WORK ITEM: Give every line from the entries that contains "below".

[Opening DATASET section]

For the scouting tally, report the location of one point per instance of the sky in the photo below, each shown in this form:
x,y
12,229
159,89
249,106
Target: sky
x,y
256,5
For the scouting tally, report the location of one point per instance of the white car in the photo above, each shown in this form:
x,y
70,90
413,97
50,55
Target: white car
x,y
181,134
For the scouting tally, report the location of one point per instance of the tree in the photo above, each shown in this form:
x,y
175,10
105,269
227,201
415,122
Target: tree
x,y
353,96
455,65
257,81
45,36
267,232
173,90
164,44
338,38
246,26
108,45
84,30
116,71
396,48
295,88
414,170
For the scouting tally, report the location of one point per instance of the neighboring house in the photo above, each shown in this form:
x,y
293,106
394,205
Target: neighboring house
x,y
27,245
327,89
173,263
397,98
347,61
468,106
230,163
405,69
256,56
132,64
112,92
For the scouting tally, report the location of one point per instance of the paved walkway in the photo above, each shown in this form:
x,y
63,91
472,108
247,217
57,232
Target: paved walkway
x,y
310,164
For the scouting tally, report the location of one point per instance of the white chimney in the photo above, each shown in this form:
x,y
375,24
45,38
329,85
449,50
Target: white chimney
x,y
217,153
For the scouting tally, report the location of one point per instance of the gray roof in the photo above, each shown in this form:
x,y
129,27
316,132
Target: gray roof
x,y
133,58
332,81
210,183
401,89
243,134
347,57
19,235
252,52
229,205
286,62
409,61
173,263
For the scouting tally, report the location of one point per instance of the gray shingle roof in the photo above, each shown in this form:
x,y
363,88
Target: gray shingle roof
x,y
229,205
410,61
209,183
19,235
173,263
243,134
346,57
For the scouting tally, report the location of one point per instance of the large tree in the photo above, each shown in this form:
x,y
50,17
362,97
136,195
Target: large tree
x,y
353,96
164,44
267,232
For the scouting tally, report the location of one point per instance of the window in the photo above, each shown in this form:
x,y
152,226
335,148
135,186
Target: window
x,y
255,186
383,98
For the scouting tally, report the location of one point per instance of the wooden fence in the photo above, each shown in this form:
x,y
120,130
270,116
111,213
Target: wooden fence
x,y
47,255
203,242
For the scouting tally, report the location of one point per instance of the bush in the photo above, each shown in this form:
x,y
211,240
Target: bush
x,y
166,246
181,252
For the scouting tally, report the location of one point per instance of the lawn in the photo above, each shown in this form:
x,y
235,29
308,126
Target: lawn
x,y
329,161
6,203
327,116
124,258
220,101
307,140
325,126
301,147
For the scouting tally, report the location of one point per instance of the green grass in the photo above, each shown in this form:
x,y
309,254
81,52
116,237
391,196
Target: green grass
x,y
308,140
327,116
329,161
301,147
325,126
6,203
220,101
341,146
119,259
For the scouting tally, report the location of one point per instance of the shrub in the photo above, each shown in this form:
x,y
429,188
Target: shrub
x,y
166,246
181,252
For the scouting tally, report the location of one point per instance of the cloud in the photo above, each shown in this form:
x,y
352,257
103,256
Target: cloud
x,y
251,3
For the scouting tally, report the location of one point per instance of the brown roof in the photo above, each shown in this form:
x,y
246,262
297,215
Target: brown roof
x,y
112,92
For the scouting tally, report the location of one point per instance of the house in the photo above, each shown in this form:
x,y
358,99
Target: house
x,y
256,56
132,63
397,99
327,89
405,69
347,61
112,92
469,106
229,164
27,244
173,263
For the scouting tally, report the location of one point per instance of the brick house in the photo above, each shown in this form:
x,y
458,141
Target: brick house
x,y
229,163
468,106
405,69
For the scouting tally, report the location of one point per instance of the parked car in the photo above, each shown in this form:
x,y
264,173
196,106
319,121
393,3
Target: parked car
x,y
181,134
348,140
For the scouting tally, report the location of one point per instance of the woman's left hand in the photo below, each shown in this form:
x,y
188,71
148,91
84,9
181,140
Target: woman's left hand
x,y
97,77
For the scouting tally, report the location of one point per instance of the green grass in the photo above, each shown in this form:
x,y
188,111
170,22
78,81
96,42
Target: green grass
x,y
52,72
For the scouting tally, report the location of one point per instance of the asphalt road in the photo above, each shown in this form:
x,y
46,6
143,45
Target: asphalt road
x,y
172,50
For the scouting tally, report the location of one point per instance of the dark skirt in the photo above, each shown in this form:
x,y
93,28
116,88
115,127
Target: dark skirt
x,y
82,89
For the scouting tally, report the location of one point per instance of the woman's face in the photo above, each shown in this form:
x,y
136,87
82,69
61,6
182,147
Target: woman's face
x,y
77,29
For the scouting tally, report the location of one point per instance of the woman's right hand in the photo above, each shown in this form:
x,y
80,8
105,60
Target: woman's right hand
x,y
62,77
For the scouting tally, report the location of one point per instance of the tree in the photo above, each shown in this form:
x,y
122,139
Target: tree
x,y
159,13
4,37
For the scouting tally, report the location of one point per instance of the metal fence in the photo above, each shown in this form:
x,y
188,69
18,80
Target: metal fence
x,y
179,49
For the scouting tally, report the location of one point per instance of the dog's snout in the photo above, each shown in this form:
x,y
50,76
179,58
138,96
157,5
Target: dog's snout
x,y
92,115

[Closing DATASET section]

SOLUTION:
For the scouting tally, report the location of one point per instance of the sky in the photo below, each shown in this form:
For the scouting tally, report the location of one point per instance of the woman's left hand in the photo below, each shown in this form:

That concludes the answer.